_EXTRAIT ÉTUDIÉ:_
• • • •

PARIS: « Tu peux m'aider à me tuer ? ». Comme Yoann, 15 ans, nombre d'adolescents redoutent de nouvelles restrictions liées à l'épidémie de Covid-19, qui les plongeraient davantage dans une souffrance psychique, que le gouvernement veut mieux prendre en charge avec un nouveau plan.
Comme beaucoup d'adolescents, la vie de ce lycéen de 15 ans tourne « autour des copains et du sport », confie sa mère, Johanne (les prénoms ont été changés, ndlr). Alors, l'an dernier ; lorsque le confinement total a imposé de vivre reclus, l'expérience a viré au cauchemar pour le lycéen : Yoann « dépérissait, n'avait envie de rien, mangeait moins... il était différent », se souvient, émue, cette cadre commerciale de 48 ans.
« Un jour, il a débarqué dans la chambre, une corde autour du cou et a dit : Tu veux pas m'aider à me tuer ? ».
Yoann « a besoin de faire du sport, c'est sa passion. Et le fait de ne plus en faire, ça a été dur... ». Depuis, « avant chaque annonce du gouvernement, il répète qu'il espère qu'on n'arrêtera pas le sport », confie sa mère.
Les gens « sont à bout »
A l'heure de nouvelles mesures restrictives dans 16 départements, le psychiatre Serge Hefez a fait part de ses « inquiétudes » tant les gens « sont à bout », « surtout les jeunes ».
Ces dernières semaines, ce responsable de l'unité de thérapie familiale à l'hôpital de la Pitié-Salpêtrière a assisté à une « augmentation de la symptomatologie » chez les plus jeunes : « crises d'angoisse, scarifications, violences, comportements addictifs... » Et il constate « une hausse des tentatives de suicide, y compris pour des enfants âgés de 8 ou 10 ans ».
« Même si c'est un confinement un peu light, il aura des conséquences et les centres médico-psychologiques et services hospitaliers tirent la sonnette d'alarme », s'inquiète-t-il.
Au total, près des deux tiers des 18-25 ans (61%) estiment que la crise sanitaire aura des conséquences négatives sur leur santé mentale, selon un sondage, réalisé en janvier par l'institut Ipsos pour la Fondation Fontamental, réseau de chercheurs sur les maladies psychiatriques.

• • • •

_CONSIGNES:_
[A] Recopiez le passage de l'article sur la santé psychique des jeunes compris entre « Comme beaucoup d'adolescents, la » et « confie sa mère. », ces deux segments inclus.
[B] Rédigez la suite de l'article sur la santé psychique des jeunes à partir de sa dernière phrase.
Les données ci-après n'ont aucun lien avec l'article sur la santé psychique des jeunes.

_DONNÉES FOURNIES:_
• • • •

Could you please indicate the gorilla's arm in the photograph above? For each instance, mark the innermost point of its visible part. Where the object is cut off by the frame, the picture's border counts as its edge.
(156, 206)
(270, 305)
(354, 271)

• • • •

_RÉPONSES RÉDIGÉES:_
[A]
Comme beaucoup d'adolescents, la vie de ce lycéen de 15 ans tourne « autour des copains et du sport », confie sa mère, Johanne (les prénoms ont été changés, ndlr). Alors, l'an dernier ; lorsque le confinement total a imposé de vivre reclus, l'expérience a viré au cauchemar pour le lycéen : Yoann « dépérissait, n'avait envie de rien, mangeait moins... il était différent », se souvient, émue, cette cadre commerciale de 48 ans.
« Un jour, il a débarqué dans la chambre, une corde autour du cou et a dit : Tu veux pas m'aider à me tuer ? ».
Yoann « a besoin de faire du sport, c'est sa passion. Et le fait de ne plus en faire, ça a été dur... ». Depuis, « avant chaque annonce du gouvernement, il répète qu'il espère qu'on n'arrêtera pas le sport », confie sa mère.

[B]
Interrogés spontanément, près d'un jeune sur trois (32%) déclare être personnellement concerné par au moins un des troubles suggérés : dépression, anorexie, troubles obsessionnels compulsifs, phobies, troubles anxieux, etc.
Vers un nouveau plan
Un mois et demi après l'entrée en vigueur d'un « chèque psy » pour les étudiants (trois séances gratuites chez un professionnel après avis d'un généraliste), plusieurs ministres se réunissent lundi à Matignon autour de Jean Castex pour ébaucher un plan censé améliorer la prise en charge des troubles psychiques chez les adultes et les enfants.
Les professionnels, eux, redoutent d'être davantage dépassés par la demande de soins, déjà importante. Il faudrait « recruter des psychologues, ouvrir des centres médico-psychologiques, rénover des locaux », plaide Marion Angel Salis, psychologue en Seine-Saint-Denis.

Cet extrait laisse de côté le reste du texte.